» **Dataset extract**:

________________

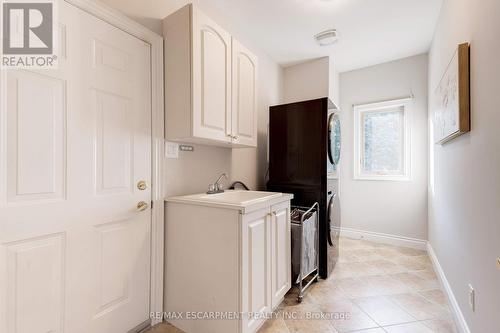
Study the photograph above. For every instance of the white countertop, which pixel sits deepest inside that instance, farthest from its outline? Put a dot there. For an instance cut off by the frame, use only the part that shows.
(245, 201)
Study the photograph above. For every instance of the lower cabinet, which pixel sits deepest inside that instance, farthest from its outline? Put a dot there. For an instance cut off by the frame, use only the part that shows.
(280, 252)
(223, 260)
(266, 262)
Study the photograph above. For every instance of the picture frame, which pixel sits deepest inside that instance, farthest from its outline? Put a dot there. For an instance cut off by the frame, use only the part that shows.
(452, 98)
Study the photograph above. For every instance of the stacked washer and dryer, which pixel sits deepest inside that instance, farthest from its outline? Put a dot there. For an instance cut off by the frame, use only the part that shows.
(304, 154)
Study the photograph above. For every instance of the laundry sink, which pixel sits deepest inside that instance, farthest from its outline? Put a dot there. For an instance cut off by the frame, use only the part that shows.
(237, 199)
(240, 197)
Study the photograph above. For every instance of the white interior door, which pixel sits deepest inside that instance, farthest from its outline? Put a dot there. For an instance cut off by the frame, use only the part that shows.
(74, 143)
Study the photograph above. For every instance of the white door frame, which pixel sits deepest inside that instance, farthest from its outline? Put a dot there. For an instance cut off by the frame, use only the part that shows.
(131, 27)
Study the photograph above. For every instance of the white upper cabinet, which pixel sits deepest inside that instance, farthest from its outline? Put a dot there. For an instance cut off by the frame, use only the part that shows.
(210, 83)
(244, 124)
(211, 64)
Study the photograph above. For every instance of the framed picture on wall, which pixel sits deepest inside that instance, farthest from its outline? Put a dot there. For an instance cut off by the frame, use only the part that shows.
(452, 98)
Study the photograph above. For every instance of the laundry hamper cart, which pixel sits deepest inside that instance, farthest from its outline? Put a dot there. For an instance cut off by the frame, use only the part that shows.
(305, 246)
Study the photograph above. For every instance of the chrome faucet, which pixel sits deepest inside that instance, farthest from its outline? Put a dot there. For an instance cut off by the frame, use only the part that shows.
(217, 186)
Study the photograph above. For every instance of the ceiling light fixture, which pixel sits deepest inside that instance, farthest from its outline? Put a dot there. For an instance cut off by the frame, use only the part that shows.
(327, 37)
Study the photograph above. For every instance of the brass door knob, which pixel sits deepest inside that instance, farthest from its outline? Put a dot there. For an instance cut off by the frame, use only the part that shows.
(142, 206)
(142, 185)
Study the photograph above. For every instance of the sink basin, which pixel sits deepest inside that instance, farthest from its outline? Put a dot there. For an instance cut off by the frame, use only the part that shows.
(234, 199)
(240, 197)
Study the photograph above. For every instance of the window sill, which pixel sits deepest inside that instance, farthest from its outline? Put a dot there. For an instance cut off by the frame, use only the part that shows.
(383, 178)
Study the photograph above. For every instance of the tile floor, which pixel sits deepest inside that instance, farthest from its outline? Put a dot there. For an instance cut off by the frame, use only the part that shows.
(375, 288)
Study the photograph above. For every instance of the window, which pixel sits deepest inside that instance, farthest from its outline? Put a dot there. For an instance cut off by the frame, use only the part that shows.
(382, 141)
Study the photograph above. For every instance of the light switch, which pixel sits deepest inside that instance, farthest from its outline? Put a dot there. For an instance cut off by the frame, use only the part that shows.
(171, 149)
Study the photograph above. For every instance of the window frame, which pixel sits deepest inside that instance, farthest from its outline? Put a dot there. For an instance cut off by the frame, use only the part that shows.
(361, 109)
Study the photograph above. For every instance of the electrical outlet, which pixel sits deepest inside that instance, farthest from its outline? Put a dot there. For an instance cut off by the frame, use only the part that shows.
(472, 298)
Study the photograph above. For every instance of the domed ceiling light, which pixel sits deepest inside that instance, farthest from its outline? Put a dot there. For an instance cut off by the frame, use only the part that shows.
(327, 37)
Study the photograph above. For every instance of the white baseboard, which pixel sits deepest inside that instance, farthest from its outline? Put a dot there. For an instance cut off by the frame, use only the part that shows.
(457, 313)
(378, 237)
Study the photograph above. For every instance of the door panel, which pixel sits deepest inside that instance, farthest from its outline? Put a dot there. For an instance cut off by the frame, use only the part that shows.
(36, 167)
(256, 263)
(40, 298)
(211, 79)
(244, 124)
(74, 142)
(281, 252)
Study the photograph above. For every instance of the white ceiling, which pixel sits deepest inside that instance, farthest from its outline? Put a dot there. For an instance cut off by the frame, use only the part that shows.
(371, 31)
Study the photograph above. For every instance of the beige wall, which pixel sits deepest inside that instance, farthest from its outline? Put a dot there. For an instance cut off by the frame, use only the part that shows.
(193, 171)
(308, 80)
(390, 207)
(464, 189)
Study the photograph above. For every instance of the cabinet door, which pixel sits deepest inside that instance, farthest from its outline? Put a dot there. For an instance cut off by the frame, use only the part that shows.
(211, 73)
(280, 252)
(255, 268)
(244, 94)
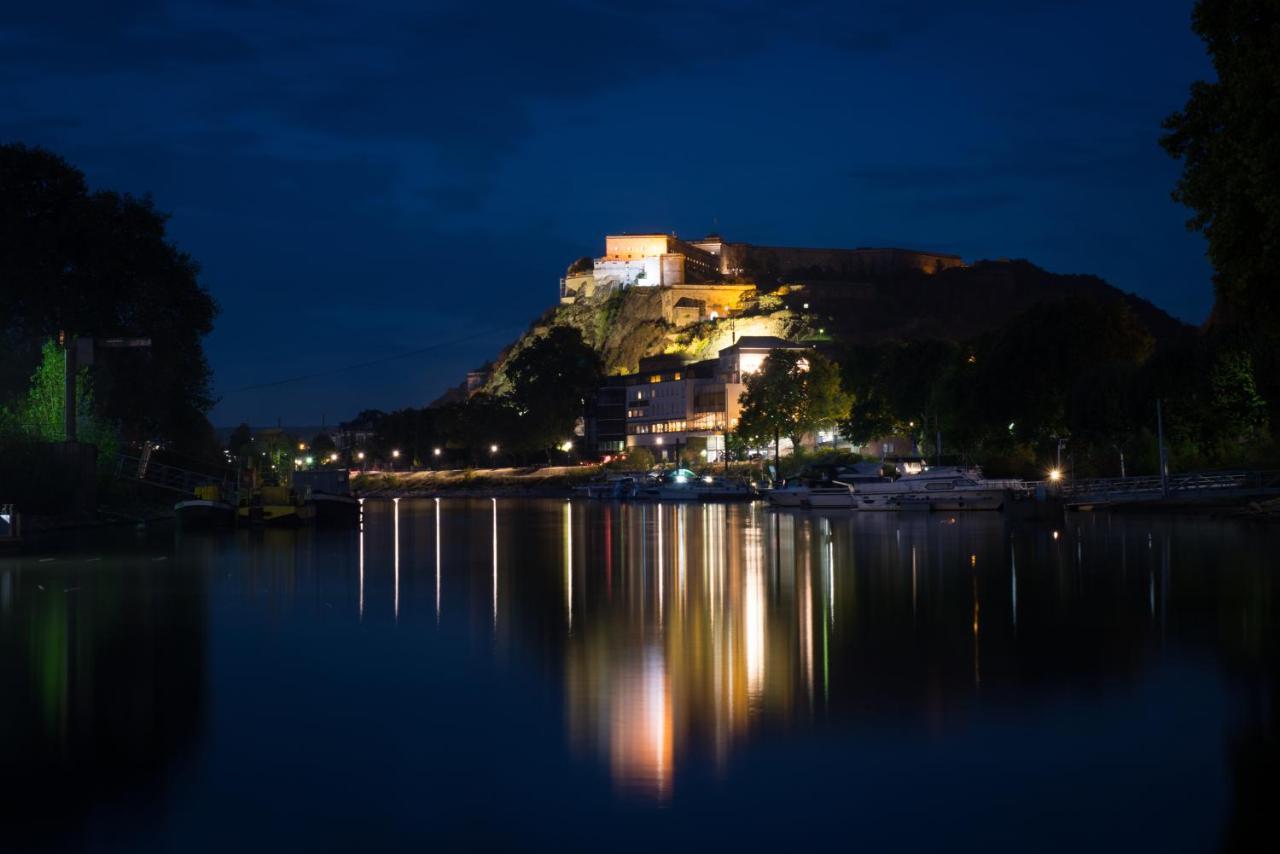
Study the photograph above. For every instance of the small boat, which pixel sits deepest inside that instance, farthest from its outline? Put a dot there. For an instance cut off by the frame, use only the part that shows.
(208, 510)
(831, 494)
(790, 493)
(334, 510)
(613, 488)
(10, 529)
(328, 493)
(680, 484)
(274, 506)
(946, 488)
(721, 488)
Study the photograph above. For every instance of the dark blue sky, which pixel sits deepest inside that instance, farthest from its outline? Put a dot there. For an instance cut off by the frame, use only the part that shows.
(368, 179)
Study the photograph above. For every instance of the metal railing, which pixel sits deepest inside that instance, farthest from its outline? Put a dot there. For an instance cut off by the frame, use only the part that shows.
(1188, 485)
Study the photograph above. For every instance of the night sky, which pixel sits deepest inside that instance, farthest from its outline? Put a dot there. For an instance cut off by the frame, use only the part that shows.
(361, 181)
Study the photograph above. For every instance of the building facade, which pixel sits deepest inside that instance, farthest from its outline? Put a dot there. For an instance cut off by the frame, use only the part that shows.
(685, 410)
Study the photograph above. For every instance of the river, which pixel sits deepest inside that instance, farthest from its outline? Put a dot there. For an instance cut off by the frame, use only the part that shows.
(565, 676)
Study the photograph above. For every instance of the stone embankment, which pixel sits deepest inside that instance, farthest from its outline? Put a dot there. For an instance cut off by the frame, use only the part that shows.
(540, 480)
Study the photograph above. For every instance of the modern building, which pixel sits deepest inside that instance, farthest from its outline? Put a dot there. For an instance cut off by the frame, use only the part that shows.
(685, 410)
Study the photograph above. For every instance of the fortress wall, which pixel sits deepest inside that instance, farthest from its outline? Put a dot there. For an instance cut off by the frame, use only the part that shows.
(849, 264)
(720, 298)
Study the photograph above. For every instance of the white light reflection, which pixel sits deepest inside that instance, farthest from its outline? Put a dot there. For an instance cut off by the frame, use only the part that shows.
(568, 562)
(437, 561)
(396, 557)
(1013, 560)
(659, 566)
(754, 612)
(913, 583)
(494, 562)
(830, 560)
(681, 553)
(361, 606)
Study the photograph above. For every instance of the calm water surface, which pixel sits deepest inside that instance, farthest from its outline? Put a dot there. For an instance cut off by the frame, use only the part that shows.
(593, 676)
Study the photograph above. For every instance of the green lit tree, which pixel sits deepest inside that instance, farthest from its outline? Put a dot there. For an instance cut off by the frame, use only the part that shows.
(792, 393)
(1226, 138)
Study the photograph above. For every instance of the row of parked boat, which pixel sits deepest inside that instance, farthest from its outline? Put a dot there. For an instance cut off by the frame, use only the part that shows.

________________

» **What to do**: Give every line of the records above again, exactly, and omit the pictures.

» **Response area**:
Study the photograph above. For every instance of the white countertop, which pixel sits deepest inside that instance, farthest from its outline? Put a dot there. For an instance cut off by the frame, use only the part that shows.
(245, 201)
Study the photograph above. For every instance of the lower cabinet, which pixel sits deepest inside that instance, farthest from its outline? Put a dot there. For an instance cut off by the frame, use only the part that shows.
(280, 252)
(223, 260)
(266, 262)
Study the photograph above. For every instance of the picture frame, which pixel sits deepest inside that instance, farthest from its outline? Put a dot there. For an instance cut off by the frame, use only the part that shows.
(452, 98)
Study the photograph above. For every instance of the stacked washer and dryer, which pixel sits deepest inside that instance, farthest from its outline? Put a dot there. For an instance cut off by the frame, use only the part that shows.
(304, 154)
Study the photograph above. For every instance of the laundry sink, which pixel sits deepest inside that instance, farthest from its outline? Put a dot there. For an instance cut off by the frame, use only the part that shows.
(237, 199)
(240, 197)
Study the photograph above. For every instance of the white interior door, which pixel sits deepest inside that instance, farthest from its outline? Put a dot there. For an instance cut off by the frame, use only the part that shows.
(74, 143)
Study the photograph above. For every instance of the white door frame, which pixel sits deepest inside that instance, farthest from its outline? Put a dot there. For an instance cut off by the frame, use only the part that shows.
(131, 27)
Study the photograph above. For every instance of the white upper cabinet, which pixel sits deepest inside that instance, farthest from its outline? Put a dot there. For an instance cut off by the frame, use only the part that shows.
(210, 83)
(244, 124)
(211, 64)
Study the photograph above. For every instance of the framed picture on wall, which pixel sits deepest inside that instance, farthest from its outline? Put a dot there. For an instance cut off by the frame, use only the part that shows.
(452, 98)
Study the photograph above. For every instance of the laundry hamper cart, which pixel sits deepest inside that instance, farthest from its outline? Put a dot there. For an instance cut off by the frame, use only the part that shows.
(305, 246)
Study the photograph above. For every instance of the chrome faucet, which pixel sits deepest inside that instance, farthest from its outline? Put a dot there. For an instance cut off by the frame, use only the part that shows.
(217, 186)
Study the photograph above. For every instance of the ceiling light fixture, which pixel sits deepest inside that instance, farthest from its outline? Put a dot there. For an instance cut off by the frame, use only the part that shows.
(327, 37)
Study the photograph above. For every instance of the brass door knob, which pixel sits deepest inside that instance, farthest from its outline? Put a dot there. For an instance cut off by the frame, use only the part that shows.
(142, 206)
(142, 185)
Study the photograph above. For every instance of the sink basin, which pixel sits deepest inside that instance, farthest from its outline? Put a dot there. For an instance cut off by the frame, use only the part that shows.
(234, 199)
(240, 197)
Study the photograph above. For every instance of the window sill, which pixel sits deepest inside that instance, farthest from its outline? Put a dot there. For an instance cut off by the frame, use only the part that shows.
(383, 178)
Study the photograph above. For every instance of the tile floor, which pixel sits deepest inside that instance, farthest from its outline? Put a dot there. For an instance cut off by the frame, use only the part that shows.
(375, 288)
Study the photograph above. For every instance of the window, which pixel sits deepest inside that instance, farthest from its outline? Put a dot there. For an instance cut off by the frame, use only the part that shows.
(382, 141)
Study the photograph above. For every instance of the light switch, which pixel sits deepest inside that instance, farthest from its outline? Put a dot there. For an instance cut off by the frame, use only the part that shows.
(171, 149)
Study the photograph above. For every instance of the window frame, which pixel sits deepest inside that instance, farthest from its outline? Put a dot there. For an instance cut off by the frame, use only the part that shows.
(361, 109)
Study the photograph above. For every instance of the electrical outlet, which pixel sits deepest inside that instance, farthest from its outline? Put a dot there. For an instance cut off by the frame, use only the part that shows.
(472, 298)
Study the photograph above. For every instance of the domed ceiling light, which pixel sits deepest inside that instance, farthest from its outline? Put a dot there. For an instance cut off by the frame, use only the part that shows.
(327, 37)
Study the photograph above. For every instance of the white baseboard, which pixel sits deepest inside that instance, farthest from its outline? Put a dot there. For an instance cut off by the frame, use only the part that shows.
(457, 313)
(378, 237)
Study the photograph above. For every instance of the door panel, which pixel sits deepest inside that instance, farthest from its outline? Put a dot there. For an instance cut off by the frame, use only the part that shows.
(36, 167)
(256, 263)
(40, 298)
(211, 79)
(244, 124)
(74, 142)
(281, 252)
Study the photograph above. For every instance of the white ceiling, which pixel sits deepest inside that instance, farthest from its outline? Put a dot there. For an instance cut off by the frame, use only the part that shows.
(371, 31)
Study the photograph above. For every instance of the beige wall, which pixel sits deepest inside that instance, farthest from its outline? Put a dot there. For an instance cut off by the frame, use only the part that shows.
(193, 171)
(308, 80)
(390, 207)
(464, 189)
Study the photograph above. For every instance of the cabinet door, which pixel sits deepest inside that instance, farthest from its outline? Put a dot there. For an instance cut off by the frame, use only the part that shows.
(211, 73)
(280, 252)
(255, 268)
(244, 94)
Study the photograph above. For every instance of the small boat, which pixel sits deepest inside that instance, farthest from its outline? Put a dot there. For an instance cut off by the frame, use only the part that shows.
(208, 510)
(831, 494)
(790, 493)
(334, 510)
(613, 488)
(10, 529)
(328, 493)
(680, 484)
(274, 506)
(946, 488)
(721, 488)
Study the photograph above. For every instance of the dark blue sky, which pixel sits deepest inside that instance, farthest from its outline? Put a dot there. For an instance cut off by the frame, use only the part that shows.
(368, 179)
Study the photograph above. For every instance of the metal railing, which pixel sits deepest inside that instance, farthest from its outline? Put a dot there. For an instance cut off by the frame, use only the part that shows.
(1188, 485)
Study the photograph above. For every instance of the night sky, which pixel sits deepest inside that instance, farthest from its outline? Put a dot there. For an instance cut off by the frame, use only the part that shows.
(361, 181)
Study the photograph above. For every instance of the building facade, which pixel sits deepest inside that instance, farthest from its outline? Put a dot there. For an instance cut off by the frame, use only the part that shows.
(685, 410)
Study the photograph above. For every instance of the river, which pixel sits deepest inside that instance, farthest from its outline? Put a dot there. For an instance cut off by the frame, use only the part that shows.
(565, 676)
Study the photograph above. For every instance of the stone embankment, which pixel sits deepest inside that instance, farthest from its outline? Put a dot there. For an instance cut off by the frame, use only the part that shows.
(540, 480)
Study the photograph above. For every instance of the modern building, which pixel sits deepest inside that instance, farthest from its outline? Put a dot there. For an instance cut off by the frame, use only the part that shows.
(685, 410)
Study the photograph above. For every instance of the fortress wall, which pixel sits deepest inside that instance, farthest from its outline? Put a dot there. For an instance cut off by the frame, use only the part that shows.
(849, 264)
(720, 298)
Study the photograph above. For every instance of the white light reflection, which pixel sits deepest inside that instance, farthest from its outline? Put a dot there. For an instance cut off by the frame, use only the part that shows.
(568, 562)
(437, 561)
(396, 557)
(1013, 560)
(659, 566)
(754, 612)
(913, 583)
(494, 562)
(830, 560)
(681, 553)
(361, 606)
Study the photograph above. For every instance of the calm water surface, which pixel sits deepest inside that instance, farthest from its outline? Put a dot there. For an instance cut off by the frame, use only the part that shows.
(593, 676)
Study the photograph above. For every instance of the green lit tree, which pixel sits deepest inside that instance, farthest from its outline? Put a dot there. For an instance cut off by the frame, use only the part that shows.
(792, 393)
(1226, 138)
Study the photograph above. For every instance of the row of parked boat, which pixel sits deepest inside that instance, farthest from its outline? Put a dot there. For an instance cut off by the frame, use only the part that shows.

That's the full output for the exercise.